- Main entrance

Location
- 30 Chesterfield Road East Lyme, Connecticut 06333 United States
- 41°22′07″N 72°12′38″W﻿ / ﻿41.3686°N 72.2106°W

Information
- Type: Public Secondary
- Motto: Learners Today, Leaders Tomorrow
- Established: 1967 (59 years ago)
- School district: East Lyme Public Schools
- CEEB code: 070177
- Principal: Henry Kydd III
- Grades: 9-12
- Gender: Co-educational
- Enrollment: 927 (2023-2024)
- Colors: Maroon and white
- Athletics: XC Class MM State Champions 2017, 2018, & 2019
- Athletics conference: Eastern Connecticut Conference
- Mascot: Sven The Viking
- Rival: Waterford High School
- Newspaper: Viking Saga
- Yearbook: Valhalla
- Website: highschool.eastlymeschools.org

= East Lyme High School =

East Lyme High School is a 9-12 high school in the Flanders Village region of East Lyme, Connecticut, United States. The school serves students from the towns of East Lyme and Salem, Connecticut. It is operated by East Lyme Public Schools. East Lyme High School has been open since 1967.

* SHORT EXERCISE A:
In the records, replace "Find and mark" with "Locate and label" from the line with "Find and mark bare tree in the above picture." to the line with "[0,0,160,104]", and give those lines again with nothing else changed.

* RECORDS SHOWN:
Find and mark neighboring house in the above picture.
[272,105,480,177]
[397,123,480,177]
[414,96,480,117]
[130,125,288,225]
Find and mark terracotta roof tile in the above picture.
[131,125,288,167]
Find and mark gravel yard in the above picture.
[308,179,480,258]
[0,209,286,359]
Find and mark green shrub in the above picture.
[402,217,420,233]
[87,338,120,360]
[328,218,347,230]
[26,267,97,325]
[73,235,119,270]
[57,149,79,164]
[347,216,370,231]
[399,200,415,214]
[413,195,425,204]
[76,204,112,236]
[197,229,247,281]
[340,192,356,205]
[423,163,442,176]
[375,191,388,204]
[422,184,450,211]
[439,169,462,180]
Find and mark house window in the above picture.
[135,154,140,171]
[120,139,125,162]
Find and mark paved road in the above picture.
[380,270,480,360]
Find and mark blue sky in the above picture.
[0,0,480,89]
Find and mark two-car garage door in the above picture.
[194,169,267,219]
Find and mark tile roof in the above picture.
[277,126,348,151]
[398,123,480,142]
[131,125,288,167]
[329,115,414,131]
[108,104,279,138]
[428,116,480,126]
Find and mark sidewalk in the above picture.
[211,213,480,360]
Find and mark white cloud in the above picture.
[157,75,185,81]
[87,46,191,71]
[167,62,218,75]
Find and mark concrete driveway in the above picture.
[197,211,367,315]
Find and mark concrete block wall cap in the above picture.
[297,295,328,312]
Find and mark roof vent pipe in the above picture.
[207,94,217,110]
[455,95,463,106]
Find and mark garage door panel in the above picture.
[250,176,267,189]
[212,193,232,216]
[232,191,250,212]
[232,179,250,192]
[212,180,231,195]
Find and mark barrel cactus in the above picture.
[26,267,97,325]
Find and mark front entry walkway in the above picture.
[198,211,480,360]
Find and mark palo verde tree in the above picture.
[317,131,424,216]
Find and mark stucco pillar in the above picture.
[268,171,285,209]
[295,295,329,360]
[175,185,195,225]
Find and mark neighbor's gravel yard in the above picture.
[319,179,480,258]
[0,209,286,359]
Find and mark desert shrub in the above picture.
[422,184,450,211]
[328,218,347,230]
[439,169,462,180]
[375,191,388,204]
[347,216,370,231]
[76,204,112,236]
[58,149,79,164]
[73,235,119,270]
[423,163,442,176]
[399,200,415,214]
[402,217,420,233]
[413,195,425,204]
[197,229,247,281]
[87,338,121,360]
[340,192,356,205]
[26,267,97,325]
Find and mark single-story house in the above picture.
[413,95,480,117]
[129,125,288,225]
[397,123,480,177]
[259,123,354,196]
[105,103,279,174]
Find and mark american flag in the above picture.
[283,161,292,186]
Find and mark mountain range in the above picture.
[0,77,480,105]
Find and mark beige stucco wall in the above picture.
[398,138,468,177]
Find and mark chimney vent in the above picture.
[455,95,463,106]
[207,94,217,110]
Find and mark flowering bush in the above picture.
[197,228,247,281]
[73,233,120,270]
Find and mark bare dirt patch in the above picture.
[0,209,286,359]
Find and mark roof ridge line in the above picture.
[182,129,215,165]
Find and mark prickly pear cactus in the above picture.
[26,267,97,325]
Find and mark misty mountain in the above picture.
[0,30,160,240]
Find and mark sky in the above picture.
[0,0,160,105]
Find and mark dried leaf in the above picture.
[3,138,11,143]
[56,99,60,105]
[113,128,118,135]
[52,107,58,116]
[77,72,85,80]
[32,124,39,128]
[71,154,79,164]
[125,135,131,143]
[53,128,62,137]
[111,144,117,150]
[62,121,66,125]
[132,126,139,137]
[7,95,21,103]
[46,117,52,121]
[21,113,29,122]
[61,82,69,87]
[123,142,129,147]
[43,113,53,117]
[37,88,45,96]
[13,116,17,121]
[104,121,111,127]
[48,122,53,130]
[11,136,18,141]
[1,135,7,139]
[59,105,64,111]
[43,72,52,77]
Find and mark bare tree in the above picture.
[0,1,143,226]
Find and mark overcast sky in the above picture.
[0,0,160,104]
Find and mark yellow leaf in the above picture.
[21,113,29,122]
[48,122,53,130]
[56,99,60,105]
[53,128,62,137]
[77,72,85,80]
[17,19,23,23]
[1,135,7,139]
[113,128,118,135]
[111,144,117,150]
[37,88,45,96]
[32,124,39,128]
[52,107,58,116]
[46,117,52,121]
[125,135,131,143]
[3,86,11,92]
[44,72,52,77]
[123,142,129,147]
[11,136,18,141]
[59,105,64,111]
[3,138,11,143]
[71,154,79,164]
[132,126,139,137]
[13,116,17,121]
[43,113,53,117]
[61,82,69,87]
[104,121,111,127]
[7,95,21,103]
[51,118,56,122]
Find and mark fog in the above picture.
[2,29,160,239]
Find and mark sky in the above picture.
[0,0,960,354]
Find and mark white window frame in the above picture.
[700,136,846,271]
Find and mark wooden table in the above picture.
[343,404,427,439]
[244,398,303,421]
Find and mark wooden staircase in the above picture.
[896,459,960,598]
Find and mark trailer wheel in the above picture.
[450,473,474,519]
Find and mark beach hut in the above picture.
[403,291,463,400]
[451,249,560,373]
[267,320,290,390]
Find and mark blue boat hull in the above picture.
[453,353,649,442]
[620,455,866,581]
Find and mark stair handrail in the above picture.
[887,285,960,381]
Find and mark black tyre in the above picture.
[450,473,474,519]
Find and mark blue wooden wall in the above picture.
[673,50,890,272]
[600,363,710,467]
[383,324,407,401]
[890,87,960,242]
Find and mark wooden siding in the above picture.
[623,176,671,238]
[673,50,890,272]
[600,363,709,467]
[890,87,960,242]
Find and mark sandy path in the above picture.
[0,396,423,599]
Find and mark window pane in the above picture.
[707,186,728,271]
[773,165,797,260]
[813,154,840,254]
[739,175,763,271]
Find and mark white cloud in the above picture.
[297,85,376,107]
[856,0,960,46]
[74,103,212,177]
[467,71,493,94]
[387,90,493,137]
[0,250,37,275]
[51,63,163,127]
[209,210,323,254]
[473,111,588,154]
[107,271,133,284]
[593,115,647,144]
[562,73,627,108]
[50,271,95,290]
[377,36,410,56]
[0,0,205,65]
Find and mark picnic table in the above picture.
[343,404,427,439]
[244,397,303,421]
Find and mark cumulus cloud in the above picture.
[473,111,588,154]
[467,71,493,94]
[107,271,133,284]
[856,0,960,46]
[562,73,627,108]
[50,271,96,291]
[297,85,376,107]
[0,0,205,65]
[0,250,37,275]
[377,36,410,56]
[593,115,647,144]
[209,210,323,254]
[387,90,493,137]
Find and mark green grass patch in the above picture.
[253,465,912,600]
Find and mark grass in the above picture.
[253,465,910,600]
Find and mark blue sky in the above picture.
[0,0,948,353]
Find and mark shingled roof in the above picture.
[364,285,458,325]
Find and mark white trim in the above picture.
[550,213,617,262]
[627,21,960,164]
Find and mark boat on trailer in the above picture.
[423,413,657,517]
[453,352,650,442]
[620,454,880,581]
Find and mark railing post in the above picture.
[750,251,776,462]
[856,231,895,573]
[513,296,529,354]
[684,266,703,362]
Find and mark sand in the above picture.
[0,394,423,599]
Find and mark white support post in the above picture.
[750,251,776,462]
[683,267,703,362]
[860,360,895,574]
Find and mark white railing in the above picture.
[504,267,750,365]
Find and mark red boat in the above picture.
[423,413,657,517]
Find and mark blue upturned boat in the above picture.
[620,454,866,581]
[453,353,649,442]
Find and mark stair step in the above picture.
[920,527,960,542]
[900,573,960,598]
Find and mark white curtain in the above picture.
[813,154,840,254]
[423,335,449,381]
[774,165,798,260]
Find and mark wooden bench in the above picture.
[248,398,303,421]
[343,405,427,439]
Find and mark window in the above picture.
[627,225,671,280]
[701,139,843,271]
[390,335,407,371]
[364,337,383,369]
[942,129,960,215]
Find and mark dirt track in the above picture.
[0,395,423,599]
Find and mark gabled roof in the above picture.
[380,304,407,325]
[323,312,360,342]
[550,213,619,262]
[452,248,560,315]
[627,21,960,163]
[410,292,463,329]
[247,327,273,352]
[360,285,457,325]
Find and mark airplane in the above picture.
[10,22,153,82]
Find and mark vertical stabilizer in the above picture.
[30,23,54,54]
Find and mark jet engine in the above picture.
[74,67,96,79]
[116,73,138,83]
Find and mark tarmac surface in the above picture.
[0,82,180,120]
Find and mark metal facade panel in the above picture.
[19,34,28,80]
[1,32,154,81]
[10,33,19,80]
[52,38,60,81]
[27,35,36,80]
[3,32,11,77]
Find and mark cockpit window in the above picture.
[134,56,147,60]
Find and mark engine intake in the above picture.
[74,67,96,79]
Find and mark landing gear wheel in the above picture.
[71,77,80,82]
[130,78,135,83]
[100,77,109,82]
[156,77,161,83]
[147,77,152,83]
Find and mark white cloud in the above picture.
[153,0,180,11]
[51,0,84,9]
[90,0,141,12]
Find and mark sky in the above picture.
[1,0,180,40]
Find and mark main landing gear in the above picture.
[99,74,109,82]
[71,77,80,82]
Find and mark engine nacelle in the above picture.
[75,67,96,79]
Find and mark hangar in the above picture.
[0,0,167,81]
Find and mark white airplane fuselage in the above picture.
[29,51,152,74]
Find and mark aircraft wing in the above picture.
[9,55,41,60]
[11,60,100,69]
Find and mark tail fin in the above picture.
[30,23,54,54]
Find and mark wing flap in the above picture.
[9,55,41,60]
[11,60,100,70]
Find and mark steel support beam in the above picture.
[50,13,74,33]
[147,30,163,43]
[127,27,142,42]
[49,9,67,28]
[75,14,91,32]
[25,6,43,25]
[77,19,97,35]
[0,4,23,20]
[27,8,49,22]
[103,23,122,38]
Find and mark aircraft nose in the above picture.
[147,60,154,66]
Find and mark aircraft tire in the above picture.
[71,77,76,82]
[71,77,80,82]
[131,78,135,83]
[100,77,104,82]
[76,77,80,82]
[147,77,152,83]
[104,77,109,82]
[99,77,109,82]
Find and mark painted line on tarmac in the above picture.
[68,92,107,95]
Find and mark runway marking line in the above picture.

* SHORT EXERCISE B:
Copy the East Lyme High School text word for word from "- School district: East" to "Enrollment: 927 (2023-2024)".

* FINAL RESULT A:
Locate and label bare tree in the above picture.
[0,1,143,226]
Locate and label overcast sky in the above picture.
[0,0,160,104]

* FINAL RESULT B:
- School district: East Lyme Public Schools
- CEEB code: 070177
- Principal: Henry Kydd III
- Grades: 9-12
- Gender: Co-educational
- Enrollment: 927 (2023-2024)